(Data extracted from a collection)
>> START
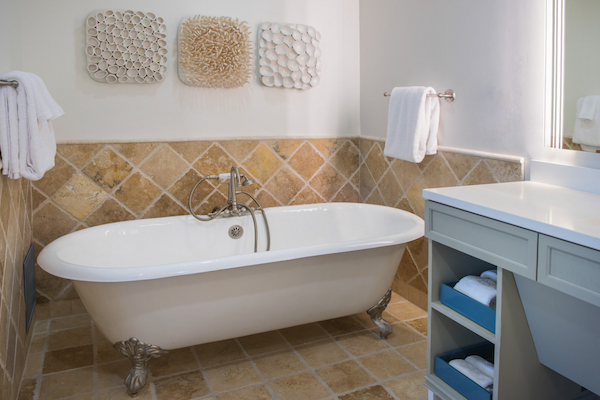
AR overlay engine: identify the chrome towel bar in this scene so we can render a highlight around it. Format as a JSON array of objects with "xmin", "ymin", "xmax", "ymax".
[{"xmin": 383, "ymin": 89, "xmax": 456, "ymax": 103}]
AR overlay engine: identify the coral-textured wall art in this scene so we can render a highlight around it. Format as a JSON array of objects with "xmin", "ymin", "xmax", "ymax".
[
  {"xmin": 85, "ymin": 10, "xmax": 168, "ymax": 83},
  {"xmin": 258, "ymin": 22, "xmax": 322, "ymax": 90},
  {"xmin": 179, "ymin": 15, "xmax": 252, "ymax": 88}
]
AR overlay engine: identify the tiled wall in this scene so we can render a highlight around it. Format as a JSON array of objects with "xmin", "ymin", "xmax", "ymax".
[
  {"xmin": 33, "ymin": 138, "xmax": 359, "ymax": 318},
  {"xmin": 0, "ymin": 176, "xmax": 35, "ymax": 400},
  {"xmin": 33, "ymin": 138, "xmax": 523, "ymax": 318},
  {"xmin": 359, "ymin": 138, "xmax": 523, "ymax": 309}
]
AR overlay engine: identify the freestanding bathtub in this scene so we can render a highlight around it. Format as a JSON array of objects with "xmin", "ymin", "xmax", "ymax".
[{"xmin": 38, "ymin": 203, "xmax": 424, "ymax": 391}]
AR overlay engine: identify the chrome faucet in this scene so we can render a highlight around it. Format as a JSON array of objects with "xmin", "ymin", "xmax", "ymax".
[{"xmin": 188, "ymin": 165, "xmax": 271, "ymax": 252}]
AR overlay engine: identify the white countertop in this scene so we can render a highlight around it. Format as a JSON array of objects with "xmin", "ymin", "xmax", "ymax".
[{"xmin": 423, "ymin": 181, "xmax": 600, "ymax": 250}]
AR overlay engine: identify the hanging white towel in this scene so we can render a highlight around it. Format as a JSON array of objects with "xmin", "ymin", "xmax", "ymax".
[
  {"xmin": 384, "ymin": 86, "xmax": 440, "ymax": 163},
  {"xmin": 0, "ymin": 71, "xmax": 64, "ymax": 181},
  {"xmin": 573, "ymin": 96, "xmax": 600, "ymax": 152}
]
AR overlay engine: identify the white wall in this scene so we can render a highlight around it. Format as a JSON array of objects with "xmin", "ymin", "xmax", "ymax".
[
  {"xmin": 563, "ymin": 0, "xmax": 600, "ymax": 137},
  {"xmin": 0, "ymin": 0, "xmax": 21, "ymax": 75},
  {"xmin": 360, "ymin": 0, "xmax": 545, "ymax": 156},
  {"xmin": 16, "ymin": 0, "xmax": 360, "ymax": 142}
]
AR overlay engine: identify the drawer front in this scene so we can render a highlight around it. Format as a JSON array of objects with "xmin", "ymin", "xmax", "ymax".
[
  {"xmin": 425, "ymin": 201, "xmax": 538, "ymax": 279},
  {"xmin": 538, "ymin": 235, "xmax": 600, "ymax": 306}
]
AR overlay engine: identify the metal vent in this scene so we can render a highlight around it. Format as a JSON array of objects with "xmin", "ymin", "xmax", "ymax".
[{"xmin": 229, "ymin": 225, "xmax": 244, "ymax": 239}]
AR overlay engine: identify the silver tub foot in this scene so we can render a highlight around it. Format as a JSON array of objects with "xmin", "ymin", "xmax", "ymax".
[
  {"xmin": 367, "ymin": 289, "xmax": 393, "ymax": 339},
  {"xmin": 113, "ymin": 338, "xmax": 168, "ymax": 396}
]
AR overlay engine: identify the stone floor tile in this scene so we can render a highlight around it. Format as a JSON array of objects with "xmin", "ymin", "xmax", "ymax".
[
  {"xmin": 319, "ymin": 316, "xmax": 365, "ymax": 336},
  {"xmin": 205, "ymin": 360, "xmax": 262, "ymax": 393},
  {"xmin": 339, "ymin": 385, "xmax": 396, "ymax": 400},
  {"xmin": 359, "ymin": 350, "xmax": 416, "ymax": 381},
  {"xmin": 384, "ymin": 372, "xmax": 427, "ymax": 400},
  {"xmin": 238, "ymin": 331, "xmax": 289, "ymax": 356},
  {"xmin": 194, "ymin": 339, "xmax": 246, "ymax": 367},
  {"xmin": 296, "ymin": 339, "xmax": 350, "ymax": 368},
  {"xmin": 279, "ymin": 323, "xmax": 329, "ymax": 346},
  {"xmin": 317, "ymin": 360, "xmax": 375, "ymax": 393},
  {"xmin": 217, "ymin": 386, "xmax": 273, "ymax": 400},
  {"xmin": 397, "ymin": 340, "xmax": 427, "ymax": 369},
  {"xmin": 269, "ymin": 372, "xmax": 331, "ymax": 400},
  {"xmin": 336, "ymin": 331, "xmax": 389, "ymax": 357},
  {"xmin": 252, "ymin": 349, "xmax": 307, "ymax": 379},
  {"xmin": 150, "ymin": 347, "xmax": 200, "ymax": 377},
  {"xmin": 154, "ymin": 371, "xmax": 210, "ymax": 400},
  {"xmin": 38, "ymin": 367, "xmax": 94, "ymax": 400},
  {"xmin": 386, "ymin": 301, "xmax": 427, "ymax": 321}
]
>> END
>> START
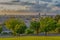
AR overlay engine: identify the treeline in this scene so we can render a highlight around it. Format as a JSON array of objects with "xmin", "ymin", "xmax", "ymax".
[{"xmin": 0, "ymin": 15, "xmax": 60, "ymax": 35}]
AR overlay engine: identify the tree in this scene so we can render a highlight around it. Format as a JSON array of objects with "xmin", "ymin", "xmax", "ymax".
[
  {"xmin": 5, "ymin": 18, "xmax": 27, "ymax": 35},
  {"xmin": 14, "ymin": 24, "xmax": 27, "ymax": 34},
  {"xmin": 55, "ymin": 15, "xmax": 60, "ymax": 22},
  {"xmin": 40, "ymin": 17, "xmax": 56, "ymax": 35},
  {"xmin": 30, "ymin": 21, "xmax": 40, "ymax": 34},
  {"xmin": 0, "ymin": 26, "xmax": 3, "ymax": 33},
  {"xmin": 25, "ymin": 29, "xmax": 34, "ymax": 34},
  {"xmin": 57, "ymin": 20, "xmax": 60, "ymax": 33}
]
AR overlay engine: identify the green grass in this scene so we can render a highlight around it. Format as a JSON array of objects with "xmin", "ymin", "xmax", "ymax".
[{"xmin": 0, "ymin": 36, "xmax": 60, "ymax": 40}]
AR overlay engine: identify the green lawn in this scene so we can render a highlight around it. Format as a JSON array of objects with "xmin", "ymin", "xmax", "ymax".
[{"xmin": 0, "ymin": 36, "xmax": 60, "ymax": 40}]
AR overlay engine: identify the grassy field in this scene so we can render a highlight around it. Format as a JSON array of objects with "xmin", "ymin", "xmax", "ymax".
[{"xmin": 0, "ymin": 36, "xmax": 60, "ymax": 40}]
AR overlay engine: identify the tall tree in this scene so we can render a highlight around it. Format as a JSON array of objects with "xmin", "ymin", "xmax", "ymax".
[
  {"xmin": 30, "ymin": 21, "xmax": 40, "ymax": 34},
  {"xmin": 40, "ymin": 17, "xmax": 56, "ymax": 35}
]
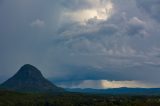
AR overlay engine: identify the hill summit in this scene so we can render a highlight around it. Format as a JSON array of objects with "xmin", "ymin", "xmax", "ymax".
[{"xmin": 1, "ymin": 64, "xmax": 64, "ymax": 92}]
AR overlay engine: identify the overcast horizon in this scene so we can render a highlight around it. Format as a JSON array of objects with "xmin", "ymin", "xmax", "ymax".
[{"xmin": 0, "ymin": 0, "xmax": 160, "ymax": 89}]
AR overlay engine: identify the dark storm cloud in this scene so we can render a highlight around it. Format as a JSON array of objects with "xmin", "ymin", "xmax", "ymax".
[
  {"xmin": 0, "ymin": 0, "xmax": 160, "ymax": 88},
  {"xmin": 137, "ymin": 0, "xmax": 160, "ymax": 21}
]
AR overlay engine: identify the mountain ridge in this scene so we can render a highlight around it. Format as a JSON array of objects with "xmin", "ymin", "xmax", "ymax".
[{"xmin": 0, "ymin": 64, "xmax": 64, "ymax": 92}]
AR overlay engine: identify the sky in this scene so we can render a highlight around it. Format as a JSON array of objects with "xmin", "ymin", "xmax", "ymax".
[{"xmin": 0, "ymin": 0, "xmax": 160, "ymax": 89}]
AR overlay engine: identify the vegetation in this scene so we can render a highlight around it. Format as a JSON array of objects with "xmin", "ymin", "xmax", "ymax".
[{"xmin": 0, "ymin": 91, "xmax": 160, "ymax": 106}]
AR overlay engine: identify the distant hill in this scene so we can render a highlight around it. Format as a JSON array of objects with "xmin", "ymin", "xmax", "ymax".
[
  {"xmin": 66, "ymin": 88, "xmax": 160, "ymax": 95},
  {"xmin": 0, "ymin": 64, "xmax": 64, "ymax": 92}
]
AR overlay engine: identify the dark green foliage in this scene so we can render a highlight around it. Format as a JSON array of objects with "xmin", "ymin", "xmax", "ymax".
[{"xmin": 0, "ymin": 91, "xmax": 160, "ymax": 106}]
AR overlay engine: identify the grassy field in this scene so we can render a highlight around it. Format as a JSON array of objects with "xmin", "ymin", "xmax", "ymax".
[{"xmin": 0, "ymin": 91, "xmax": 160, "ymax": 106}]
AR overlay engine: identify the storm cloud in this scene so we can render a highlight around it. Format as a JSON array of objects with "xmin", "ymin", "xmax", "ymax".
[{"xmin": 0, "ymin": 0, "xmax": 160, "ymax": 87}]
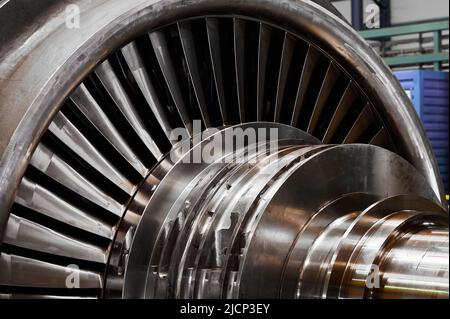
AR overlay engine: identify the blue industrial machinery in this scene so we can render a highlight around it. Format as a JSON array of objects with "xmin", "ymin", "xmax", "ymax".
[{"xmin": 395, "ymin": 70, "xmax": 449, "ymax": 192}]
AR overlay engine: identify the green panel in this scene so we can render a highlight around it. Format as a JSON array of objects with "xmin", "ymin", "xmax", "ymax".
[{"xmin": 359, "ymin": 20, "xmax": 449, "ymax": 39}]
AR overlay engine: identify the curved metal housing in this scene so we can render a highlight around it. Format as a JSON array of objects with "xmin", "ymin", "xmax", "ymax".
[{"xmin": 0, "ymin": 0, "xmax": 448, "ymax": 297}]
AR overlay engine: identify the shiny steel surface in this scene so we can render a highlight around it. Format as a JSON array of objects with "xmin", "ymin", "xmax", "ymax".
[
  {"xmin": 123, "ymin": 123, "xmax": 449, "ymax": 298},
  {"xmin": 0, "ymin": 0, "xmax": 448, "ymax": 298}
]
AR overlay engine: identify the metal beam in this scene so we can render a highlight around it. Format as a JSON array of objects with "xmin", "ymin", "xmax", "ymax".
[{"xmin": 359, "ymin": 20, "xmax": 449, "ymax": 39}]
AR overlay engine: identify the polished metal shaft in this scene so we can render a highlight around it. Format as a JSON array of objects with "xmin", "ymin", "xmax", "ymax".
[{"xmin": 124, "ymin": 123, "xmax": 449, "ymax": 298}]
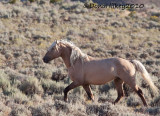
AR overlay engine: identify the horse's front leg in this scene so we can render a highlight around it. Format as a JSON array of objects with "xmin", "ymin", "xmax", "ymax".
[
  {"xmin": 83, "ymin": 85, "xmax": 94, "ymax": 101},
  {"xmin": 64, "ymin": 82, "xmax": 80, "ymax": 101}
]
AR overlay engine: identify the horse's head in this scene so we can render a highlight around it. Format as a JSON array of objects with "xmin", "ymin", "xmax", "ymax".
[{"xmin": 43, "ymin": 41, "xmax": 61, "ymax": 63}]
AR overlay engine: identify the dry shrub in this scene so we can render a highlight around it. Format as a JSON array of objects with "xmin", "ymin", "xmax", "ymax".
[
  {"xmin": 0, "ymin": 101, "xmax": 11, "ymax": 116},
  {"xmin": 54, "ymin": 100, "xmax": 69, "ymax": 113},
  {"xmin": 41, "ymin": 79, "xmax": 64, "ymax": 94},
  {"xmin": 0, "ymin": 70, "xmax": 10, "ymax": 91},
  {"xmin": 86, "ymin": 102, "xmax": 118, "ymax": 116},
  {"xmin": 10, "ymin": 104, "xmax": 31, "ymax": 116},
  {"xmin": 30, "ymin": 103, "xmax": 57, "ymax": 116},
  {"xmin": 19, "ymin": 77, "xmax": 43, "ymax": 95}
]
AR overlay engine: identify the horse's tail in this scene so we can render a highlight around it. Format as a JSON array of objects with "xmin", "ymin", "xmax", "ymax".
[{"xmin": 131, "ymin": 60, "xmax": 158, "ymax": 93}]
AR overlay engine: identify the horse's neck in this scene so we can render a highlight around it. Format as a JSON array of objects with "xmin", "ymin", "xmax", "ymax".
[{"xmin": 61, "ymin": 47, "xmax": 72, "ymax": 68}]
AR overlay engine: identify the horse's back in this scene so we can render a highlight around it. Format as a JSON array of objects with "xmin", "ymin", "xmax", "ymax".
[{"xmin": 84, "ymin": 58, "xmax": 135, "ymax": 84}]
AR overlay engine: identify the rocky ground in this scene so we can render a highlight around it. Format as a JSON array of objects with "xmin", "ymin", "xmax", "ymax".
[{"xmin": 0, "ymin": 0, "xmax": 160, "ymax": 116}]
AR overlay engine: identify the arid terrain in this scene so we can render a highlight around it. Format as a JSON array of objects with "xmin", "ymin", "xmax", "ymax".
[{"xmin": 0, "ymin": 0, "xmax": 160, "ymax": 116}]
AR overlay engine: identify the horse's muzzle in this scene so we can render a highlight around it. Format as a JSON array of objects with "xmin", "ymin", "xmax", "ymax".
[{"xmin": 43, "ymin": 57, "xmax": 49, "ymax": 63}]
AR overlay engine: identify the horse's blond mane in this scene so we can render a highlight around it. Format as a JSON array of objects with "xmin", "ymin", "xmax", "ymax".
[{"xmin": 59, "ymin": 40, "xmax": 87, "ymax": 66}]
>> END
>> START
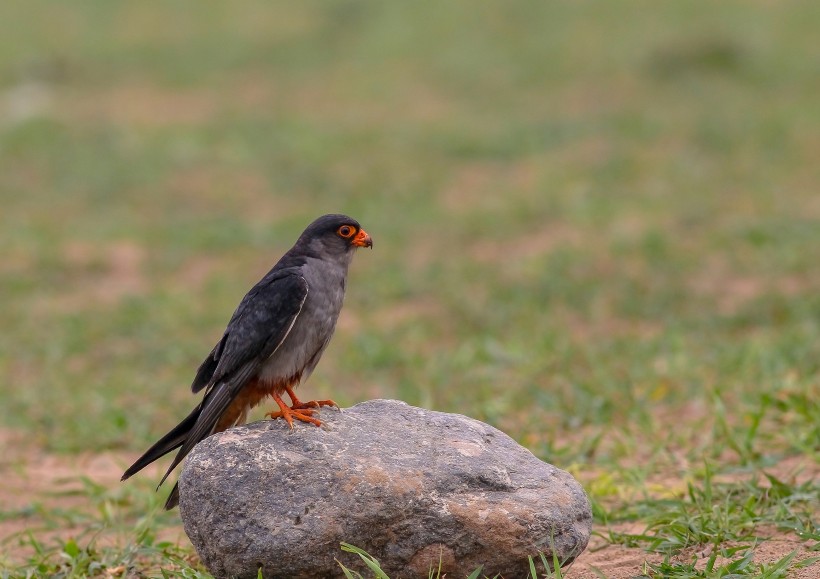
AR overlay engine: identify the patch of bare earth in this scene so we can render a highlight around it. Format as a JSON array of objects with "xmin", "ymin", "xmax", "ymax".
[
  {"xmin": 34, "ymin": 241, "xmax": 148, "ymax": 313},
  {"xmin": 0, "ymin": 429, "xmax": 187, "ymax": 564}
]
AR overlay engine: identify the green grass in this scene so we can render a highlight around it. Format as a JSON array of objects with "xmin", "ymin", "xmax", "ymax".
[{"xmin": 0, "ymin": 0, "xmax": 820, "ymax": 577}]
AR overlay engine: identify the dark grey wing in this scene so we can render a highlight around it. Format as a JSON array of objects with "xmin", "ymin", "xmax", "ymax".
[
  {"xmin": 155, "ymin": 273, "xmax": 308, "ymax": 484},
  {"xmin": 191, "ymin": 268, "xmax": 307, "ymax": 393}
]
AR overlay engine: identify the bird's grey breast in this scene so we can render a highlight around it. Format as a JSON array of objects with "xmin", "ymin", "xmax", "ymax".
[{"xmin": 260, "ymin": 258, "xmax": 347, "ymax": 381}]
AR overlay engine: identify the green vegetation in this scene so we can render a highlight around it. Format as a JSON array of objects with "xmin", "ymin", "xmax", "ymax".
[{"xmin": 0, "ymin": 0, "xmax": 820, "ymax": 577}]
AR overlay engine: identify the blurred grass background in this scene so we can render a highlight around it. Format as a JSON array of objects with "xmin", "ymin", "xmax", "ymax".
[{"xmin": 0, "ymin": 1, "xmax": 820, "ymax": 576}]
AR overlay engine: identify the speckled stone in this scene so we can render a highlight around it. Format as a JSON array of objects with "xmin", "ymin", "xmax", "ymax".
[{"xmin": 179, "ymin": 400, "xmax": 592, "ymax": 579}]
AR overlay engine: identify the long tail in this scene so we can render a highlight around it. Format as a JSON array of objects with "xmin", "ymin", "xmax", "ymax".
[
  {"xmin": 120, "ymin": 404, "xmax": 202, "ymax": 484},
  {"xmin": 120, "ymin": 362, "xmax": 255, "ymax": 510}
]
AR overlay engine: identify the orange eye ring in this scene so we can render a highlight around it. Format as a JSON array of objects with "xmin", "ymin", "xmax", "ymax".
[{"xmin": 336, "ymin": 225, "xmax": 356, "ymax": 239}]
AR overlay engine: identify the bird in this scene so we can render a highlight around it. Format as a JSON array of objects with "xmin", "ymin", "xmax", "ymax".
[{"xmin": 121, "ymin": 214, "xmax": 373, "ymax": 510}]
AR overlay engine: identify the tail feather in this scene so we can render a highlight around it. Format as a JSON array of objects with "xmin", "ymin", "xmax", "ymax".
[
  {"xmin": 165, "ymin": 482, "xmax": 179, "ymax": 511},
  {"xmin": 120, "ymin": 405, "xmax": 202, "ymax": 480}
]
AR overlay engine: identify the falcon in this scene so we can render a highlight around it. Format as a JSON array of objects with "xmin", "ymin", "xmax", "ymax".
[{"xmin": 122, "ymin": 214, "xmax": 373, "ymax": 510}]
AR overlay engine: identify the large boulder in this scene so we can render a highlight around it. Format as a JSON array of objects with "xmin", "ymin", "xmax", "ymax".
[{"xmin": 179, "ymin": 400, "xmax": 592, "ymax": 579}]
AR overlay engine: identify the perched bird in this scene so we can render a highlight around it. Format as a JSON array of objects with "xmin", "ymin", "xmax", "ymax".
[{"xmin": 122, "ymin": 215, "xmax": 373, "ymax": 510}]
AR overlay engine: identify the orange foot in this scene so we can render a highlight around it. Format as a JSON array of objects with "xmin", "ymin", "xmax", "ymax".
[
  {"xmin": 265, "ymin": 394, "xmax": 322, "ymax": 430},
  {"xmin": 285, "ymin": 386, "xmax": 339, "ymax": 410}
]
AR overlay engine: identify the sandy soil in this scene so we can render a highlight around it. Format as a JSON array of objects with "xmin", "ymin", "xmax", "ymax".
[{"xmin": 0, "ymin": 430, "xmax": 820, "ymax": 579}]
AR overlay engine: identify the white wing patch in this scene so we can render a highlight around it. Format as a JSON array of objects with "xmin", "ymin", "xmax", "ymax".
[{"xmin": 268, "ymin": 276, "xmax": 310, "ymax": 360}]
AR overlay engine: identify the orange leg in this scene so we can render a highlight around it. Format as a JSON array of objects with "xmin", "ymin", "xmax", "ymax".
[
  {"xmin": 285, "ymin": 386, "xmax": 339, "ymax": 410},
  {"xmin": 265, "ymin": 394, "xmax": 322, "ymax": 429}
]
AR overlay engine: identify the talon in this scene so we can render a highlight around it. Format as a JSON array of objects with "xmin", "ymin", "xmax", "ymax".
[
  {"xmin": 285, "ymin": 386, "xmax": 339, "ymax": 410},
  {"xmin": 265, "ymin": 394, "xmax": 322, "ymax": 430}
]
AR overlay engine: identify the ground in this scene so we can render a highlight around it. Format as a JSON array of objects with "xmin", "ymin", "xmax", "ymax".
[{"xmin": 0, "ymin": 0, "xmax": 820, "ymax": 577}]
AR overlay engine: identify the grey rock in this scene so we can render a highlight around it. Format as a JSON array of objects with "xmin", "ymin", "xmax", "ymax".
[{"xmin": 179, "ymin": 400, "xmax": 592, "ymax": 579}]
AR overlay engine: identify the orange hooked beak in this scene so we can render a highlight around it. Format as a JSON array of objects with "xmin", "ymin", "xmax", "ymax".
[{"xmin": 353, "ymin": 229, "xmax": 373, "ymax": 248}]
>> END
> _Challenge_
Extract each line of the records above that contains the string "front". The match is case-sensitive.

> _Exercise response_
AR overlay engine: identify the drawer front in this scene so we can render a highlight around it. Format as a JSON array of objects with "xmin", "ymin", "xmax", "ymax".
AR overlay engine: identify the horse's front leg in this scene so we can render a highlight around it. Format as a JSON array of objects with "xmin", "ymin", "xmax", "ymax".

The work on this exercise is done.